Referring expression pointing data
------------------------------------------------------------------------

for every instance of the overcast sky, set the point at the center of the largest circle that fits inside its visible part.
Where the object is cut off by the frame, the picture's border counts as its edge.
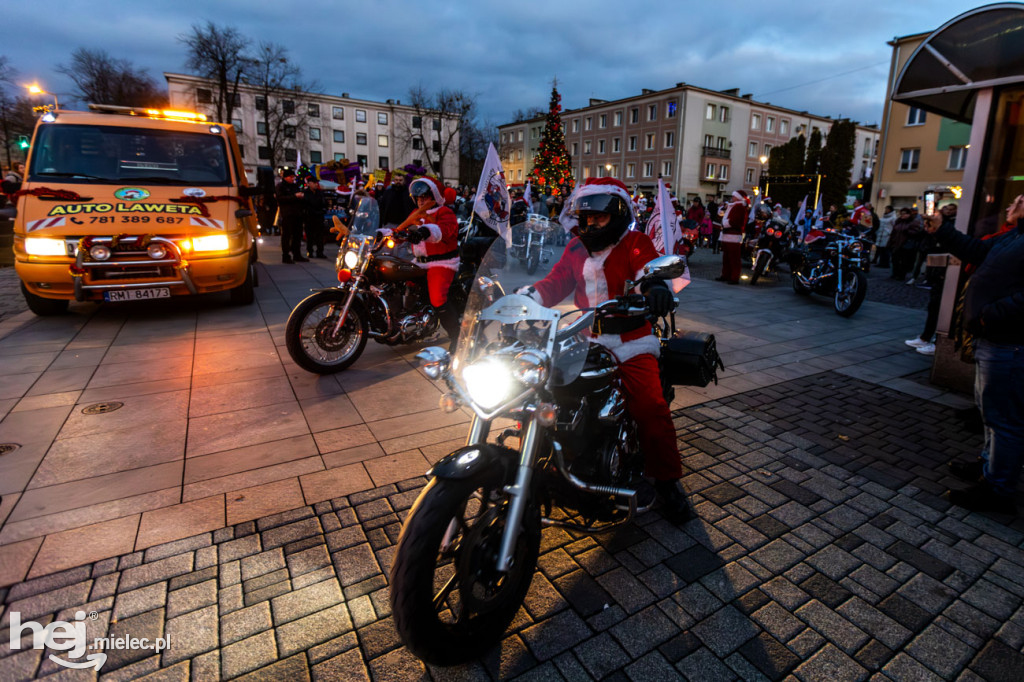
(826, 57)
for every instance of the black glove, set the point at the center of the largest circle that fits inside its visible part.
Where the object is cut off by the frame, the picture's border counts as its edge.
(659, 299)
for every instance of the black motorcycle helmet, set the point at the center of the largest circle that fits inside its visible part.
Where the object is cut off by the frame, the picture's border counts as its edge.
(602, 196)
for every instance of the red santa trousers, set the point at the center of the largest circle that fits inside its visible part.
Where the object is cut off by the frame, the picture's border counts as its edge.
(731, 260)
(641, 387)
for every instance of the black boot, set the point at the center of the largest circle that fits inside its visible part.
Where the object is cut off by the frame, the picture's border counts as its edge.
(674, 504)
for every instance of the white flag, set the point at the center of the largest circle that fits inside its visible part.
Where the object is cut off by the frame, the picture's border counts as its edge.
(493, 196)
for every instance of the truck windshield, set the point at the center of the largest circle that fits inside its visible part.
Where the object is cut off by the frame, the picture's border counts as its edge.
(117, 156)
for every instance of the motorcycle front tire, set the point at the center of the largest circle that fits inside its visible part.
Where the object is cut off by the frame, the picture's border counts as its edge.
(431, 638)
(300, 343)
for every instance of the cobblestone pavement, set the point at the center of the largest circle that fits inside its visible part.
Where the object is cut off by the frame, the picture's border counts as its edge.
(881, 288)
(822, 551)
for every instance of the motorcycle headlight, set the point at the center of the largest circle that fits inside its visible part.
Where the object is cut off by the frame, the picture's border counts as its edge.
(530, 367)
(351, 259)
(488, 382)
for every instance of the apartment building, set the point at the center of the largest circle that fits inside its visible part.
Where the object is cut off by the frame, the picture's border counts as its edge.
(329, 127)
(923, 155)
(702, 142)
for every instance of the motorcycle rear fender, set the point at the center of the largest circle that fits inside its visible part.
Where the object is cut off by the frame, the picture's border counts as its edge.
(469, 460)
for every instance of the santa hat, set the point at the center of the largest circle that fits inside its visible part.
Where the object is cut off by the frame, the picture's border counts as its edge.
(435, 188)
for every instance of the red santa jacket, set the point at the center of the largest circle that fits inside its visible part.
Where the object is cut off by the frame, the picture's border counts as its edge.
(596, 279)
(441, 248)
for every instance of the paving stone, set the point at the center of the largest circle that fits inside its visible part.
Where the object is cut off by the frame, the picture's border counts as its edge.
(248, 654)
(192, 635)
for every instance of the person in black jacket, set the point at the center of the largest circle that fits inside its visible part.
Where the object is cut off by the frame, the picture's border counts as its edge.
(993, 313)
(291, 212)
(315, 206)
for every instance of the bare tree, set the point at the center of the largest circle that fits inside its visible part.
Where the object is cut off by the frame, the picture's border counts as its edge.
(218, 53)
(281, 101)
(436, 123)
(102, 79)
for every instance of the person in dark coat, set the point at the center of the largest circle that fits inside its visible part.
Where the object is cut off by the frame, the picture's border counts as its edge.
(290, 217)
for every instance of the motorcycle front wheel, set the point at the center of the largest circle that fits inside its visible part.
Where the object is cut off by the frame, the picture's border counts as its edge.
(310, 335)
(854, 290)
(449, 601)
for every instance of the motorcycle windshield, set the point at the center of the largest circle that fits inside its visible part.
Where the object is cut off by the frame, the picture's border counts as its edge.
(500, 325)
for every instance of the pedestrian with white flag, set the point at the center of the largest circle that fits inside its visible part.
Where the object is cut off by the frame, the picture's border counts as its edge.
(493, 203)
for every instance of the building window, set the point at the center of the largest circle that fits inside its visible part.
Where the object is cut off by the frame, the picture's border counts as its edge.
(908, 160)
(957, 158)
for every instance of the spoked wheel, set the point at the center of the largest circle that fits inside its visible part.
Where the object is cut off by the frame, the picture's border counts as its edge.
(449, 600)
(848, 299)
(314, 341)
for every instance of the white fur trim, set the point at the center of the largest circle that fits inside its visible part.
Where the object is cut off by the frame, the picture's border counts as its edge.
(435, 231)
(624, 350)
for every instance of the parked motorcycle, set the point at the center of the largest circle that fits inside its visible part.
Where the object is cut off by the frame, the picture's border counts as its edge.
(832, 264)
(381, 294)
(469, 546)
(530, 242)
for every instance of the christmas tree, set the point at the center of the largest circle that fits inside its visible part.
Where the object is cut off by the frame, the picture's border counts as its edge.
(552, 167)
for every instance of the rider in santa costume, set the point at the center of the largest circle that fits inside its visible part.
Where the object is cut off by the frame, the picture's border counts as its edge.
(733, 224)
(594, 267)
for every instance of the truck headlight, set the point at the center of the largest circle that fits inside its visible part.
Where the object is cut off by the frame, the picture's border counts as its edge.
(42, 246)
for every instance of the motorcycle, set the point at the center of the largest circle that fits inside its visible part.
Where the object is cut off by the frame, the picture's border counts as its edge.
(469, 546)
(832, 263)
(530, 242)
(770, 249)
(381, 294)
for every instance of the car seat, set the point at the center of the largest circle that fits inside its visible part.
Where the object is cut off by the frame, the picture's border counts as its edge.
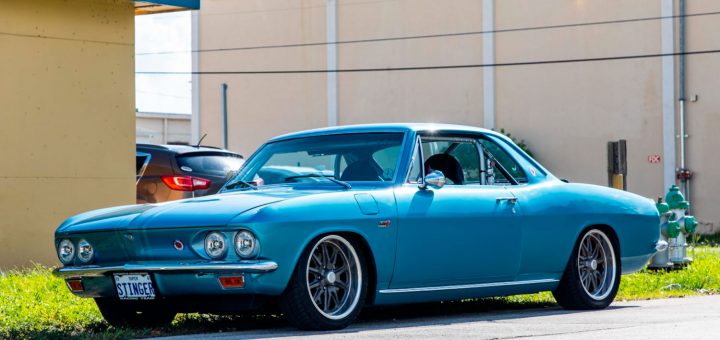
(361, 170)
(449, 166)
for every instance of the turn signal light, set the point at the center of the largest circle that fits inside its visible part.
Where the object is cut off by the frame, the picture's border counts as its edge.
(186, 183)
(232, 281)
(75, 285)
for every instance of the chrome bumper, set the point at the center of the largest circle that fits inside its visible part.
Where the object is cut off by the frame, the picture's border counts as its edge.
(259, 266)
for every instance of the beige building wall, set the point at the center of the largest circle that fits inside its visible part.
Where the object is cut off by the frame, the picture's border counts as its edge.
(703, 115)
(67, 113)
(566, 112)
(162, 128)
(447, 96)
(265, 105)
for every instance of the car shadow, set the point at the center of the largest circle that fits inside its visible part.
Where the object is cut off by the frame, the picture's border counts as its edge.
(380, 318)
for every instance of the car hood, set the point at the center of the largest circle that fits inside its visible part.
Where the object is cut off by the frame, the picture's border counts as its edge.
(214, 210)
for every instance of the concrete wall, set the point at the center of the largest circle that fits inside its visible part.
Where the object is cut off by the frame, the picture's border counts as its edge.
(162, 128)
(566, 112)
(266, 105)
(67, 118)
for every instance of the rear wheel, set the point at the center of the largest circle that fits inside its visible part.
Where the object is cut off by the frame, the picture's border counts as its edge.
(134, 314)
(592, 275)
(328, 286)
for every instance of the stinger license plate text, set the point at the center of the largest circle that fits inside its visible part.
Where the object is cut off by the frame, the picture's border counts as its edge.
(134, 286)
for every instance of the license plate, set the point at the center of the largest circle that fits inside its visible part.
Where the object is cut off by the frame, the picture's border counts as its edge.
(134, 286)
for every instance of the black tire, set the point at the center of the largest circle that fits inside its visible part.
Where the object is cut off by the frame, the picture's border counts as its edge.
(588, 281)
(134, 314)
(308, 301)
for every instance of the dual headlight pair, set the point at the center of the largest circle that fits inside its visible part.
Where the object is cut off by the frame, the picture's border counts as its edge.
(66, 251)
(246, 244)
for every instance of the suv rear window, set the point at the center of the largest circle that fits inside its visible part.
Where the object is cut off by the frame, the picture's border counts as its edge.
(218, 165)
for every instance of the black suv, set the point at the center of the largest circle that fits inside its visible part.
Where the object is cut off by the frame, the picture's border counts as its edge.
(171, 172)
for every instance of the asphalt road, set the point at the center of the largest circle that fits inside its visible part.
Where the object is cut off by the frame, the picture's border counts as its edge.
(680, 318)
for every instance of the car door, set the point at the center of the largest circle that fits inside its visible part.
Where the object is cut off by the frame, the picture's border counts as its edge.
(459, 234)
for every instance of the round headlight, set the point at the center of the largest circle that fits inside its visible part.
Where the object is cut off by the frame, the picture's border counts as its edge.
(85, 251)
(66, 251)
(215, 245)
(246, 245)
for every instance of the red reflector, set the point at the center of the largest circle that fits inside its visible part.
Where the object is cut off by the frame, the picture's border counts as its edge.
(75, 285)
(232, 281)
(186, 183)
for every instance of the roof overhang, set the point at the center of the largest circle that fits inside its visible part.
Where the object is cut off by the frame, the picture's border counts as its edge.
(162, 6)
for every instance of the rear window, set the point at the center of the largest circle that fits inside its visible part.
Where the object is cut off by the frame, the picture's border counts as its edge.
(218, 165)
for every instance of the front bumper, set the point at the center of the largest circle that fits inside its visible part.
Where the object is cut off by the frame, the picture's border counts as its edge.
(258, 266)
(179, 279)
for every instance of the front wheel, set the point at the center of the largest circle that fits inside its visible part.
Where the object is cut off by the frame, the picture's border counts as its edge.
(328, 286)
(592, 275)
(134, 314)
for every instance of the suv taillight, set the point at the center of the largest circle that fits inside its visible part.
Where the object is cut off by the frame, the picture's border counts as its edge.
(186, 183)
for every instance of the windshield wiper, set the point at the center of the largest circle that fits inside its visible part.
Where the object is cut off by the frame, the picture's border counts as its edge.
(239, 182)
(346, 185)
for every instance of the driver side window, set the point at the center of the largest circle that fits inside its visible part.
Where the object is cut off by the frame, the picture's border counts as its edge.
(457, 158)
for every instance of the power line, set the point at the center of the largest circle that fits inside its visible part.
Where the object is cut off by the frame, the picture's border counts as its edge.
(442, 35)
(441, 67)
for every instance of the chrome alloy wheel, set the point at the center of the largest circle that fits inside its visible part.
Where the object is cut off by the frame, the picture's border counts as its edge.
(334, 277)
(596, 265)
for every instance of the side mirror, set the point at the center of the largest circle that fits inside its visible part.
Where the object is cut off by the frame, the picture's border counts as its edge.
(435, 180)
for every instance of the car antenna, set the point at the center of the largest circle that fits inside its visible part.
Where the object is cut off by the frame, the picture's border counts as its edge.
(200, 141)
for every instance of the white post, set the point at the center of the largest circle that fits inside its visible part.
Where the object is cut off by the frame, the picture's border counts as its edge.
(331, 49)
(667, 32)
(195, 80)
(488, 24)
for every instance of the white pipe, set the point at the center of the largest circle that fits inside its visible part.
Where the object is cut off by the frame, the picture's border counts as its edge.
(488, 24)
(195, 80)
(331, 50)
(667, 30)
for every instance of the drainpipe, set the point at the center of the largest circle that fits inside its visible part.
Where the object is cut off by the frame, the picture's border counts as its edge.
(224, 114)
(683, 173)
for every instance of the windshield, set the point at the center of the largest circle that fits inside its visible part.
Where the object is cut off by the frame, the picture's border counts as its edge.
(357, 157)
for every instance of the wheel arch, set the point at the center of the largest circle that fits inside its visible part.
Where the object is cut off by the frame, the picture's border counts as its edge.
(368, 255)
(607, 229)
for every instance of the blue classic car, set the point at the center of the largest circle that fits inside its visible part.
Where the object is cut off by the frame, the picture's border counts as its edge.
(391, 214)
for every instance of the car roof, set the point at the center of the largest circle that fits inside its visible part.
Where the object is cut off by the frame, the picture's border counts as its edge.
(182, 149)
(394, 127)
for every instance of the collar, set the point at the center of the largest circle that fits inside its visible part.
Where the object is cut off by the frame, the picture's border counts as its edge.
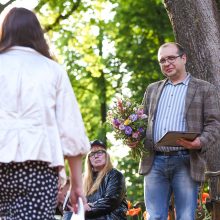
(28, 49)
(184, 82)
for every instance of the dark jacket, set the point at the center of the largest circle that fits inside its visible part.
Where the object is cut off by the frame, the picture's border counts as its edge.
(109, 201)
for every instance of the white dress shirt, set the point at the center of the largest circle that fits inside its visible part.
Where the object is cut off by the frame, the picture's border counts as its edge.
(39, 114)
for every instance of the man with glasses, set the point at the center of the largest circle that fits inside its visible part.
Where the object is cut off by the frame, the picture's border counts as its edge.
(178, 103)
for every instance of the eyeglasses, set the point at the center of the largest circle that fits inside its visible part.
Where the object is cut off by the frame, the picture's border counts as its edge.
(97, 142)
(96, 153)
(169, 59)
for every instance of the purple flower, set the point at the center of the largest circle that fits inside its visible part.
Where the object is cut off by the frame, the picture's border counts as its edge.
(128, 130)
(133, 117)
(141, 130)
(121, 127)
(116, 122)
(135, 134)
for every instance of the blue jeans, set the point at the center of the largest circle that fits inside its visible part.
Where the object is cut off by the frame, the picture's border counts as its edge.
(170, 174)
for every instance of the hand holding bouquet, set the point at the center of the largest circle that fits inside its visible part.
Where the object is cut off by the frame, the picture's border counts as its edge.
(129, 123)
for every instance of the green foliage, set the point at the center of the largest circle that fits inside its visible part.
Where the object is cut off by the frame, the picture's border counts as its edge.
(142, 26)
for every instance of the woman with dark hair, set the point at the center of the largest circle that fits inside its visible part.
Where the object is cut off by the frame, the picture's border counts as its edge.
(104, 187)
(40, 123)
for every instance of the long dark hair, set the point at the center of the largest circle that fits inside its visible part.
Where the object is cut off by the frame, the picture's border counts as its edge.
(21, 27)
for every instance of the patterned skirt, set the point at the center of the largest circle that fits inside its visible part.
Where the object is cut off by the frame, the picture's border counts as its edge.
(28, 191)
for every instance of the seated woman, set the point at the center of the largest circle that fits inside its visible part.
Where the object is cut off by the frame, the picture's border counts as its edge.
(104, 186)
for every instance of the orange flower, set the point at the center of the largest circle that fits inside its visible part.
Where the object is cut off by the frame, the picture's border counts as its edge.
(133, 212)
(204, 197)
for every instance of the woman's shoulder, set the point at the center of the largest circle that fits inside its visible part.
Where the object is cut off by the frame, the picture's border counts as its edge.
(115, 172)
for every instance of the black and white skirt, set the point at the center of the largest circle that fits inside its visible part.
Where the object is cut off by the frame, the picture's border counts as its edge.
(28, 191)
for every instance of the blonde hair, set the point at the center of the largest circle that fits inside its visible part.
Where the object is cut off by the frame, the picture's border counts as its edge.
(89, 185)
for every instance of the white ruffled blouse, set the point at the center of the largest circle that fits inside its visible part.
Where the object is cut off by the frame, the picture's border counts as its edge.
(39, 114)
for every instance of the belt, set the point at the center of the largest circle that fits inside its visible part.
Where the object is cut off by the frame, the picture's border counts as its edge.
(172, 153)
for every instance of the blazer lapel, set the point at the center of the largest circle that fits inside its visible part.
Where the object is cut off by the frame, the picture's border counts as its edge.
(157, 97)
(190, 93)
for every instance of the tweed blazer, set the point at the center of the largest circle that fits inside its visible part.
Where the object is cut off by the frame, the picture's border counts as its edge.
(202, 114)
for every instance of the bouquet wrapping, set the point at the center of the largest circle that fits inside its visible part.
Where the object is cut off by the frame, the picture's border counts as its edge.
(129, 123)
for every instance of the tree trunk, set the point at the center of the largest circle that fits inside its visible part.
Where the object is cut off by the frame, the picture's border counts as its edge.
(196, 27)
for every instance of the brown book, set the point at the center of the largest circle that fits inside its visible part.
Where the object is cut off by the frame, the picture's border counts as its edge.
(170, 138)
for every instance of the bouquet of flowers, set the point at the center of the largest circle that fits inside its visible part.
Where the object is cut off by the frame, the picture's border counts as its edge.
(129, 123)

------------------------------------------------------------------------

The entries above hold a line with "for every instance of the blue jeans, set" and a later line with "for every instance of the woman with". Write out exactly those lines and all lines between, nothing more.

Task answer |
for every instance of the blue jeans, set the point at the center of the largest circle that fits inside its visible part.
Where the object is cut off by the frame, the picture's border counts as its edge.
(170, 174)
for every instance of the hand holding bouquet, set the point at the center of the largest circle that fits inside its visible part.
Where the object is cut off by the frame, the picture's border counts as its edge.
(129, 123)
for every instance of the green foliage, set the point at the center of the largest circle that fits inside its visible part.
Where the object is cut off by the frame, the picture's border counts as its edge.
(142, 26)
for every instance of the woman with dark hair, set the point at the center of the largest circle that fits inside its visible part.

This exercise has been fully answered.